◆ READING PASSAGE:

■ ■ ■ ■

Opinion
September 18, 1978.
January 23, 1979.
Present: KEVILLE, GOODMAN, GRANT, JJ.
Practice, Criminal, Instructions to jury. Identification. Alibi.
At a criminal trial, an instruction to the jury which effectively excluded from their consideration evidence of the victim's consumption of alcohol which was relevant to her identification of the defendant constituted reversible error. [6-7]
INDICTMENTS found and returned in the Superior Court on April 10, 1975.
The cases were tried before Mazzone, J.
John C. Ottenberg for the defendant.
Robert M. Raciti, Legal Assistant to the District Attorney, for the Commonwealth.
The defendant was convicted on indictments charging breaking and entering and assault (G.L.c. 266, § 14), indictment no. 1769, and assault and battery, indictment no. 1771; he appeals pursuant to G.L.c. 278, §§ 33A-33G. The defendant assigns as error (among other assignments of error) an instruction to the jury in answer to a question which they put to the judge after they had retired to deliberate. We conclude that the instruction was erroneous.
The relevant evidence follows: The first witness was a woman, then seventy-three years old (the victim), who testified that on October 25, 1974, at about 2:30 A.M., she awoke in her apartment on the eighteenth floor of a building in Cambridge and went into the kitchen to get some aspirin. She then put out the light and went back to bed. Thereupon the light went on; and she saw a man, whom she identified at the trial as the defendant, standing in her room. He made an obscene remark, and she told him to get out or she would call the police. She got out of bed, and the intruder tripped her and struck her; she became unconscious. The police were called and she was taken to the Mount Auburn Hospital. There, at about 6:30 A.M., Sergeant Amoroso of the Cambridge police department interviewed her, and she gave him a description of her assailant. He returned to the apartment building and went into the victim's apartment with the building superintendent and the defendant, who was a maintenance man in the building. Sergeant Amoroso looked through the apartment, and another police officer took photographs. After the group left the apartment and went downstairs to the first floor, Sergeant Amoroso told the defendant that the description the victim had given him fit the defendant; Sergeant Amoroso asked the defendant to come to the station. The defendant consented and subsequently was taken to be viewed by the victim at the hospital, also with his consent. There, she identified the defendant.

■ ■ ■ ■

◆ TASK 1: List every full calendar date (month, day and year) that appears in the court opinion.
◆ TASK 2: Reproduce the court opinion word for word, starting with "Present: KEVILLE, GOODMAN, GRANT, JJ." and going on through "for the defendant.".

◆ INPUT DATA:
■ ■ ■ ■

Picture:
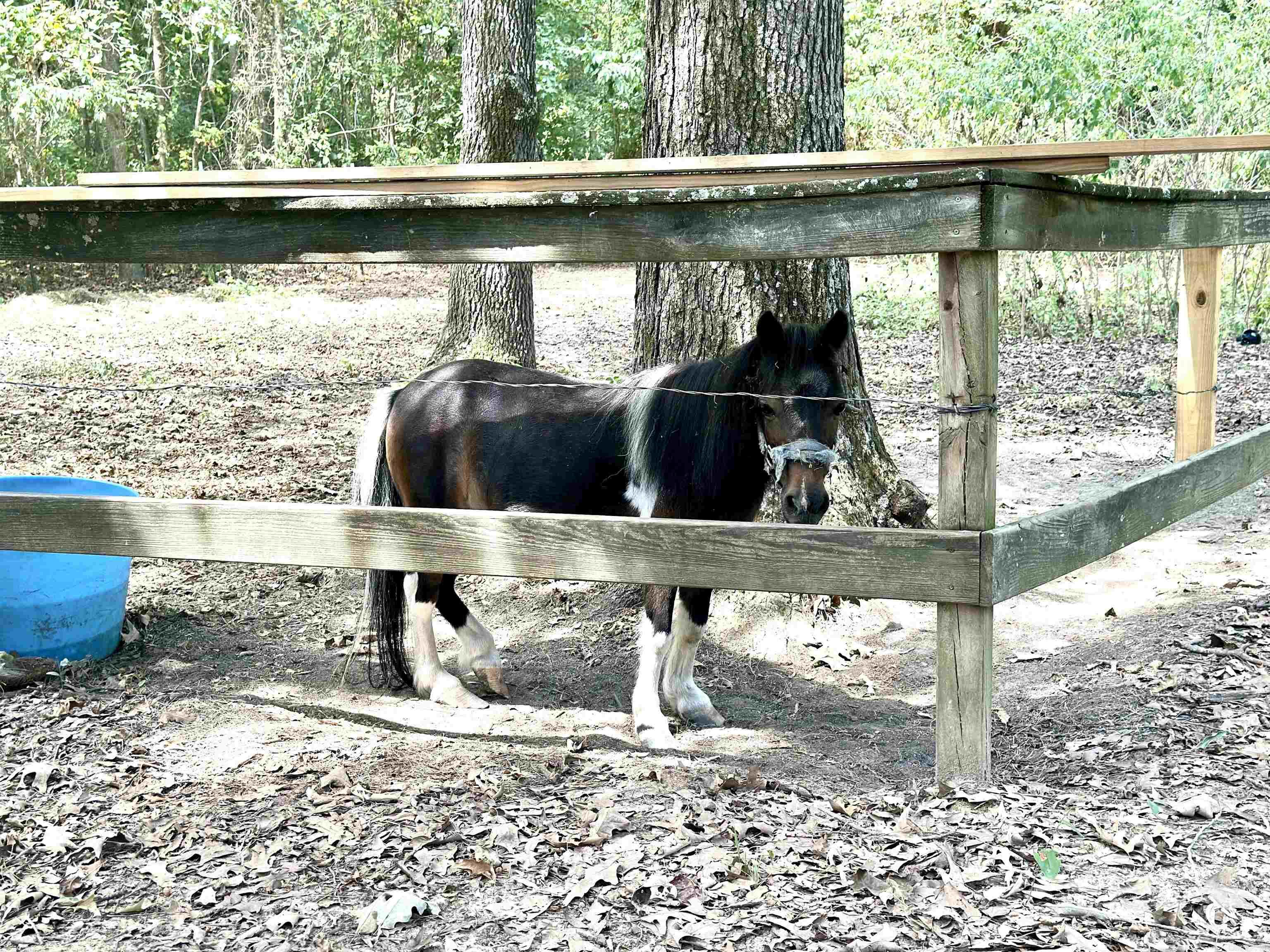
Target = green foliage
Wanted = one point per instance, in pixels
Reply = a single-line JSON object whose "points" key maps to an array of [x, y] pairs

■ ■ ■ ■

◆ ANSWER AREA 1:
September 18, 1978
January 23, 1979
April 10, 1975
October 25, 1974

◆ ANSWER AREA 2:
Present: KEVILLE, GOODMAN, GRANT, JJ.
Practice, Criminal, Instructions to jury. Identification. Alibi.
At a criminal trial, an instruction to the jury which effectively excluded from their consideration evidence of the victim's consumption of alcohol which was relevant to her identification of the defendant constituted reversible error. [6-7]
INDICTMENTS found and returned in the Superior Court on April 10, 1975.
The cases were tried before Mazzone, J.
John C. Ottenberg for the defendant.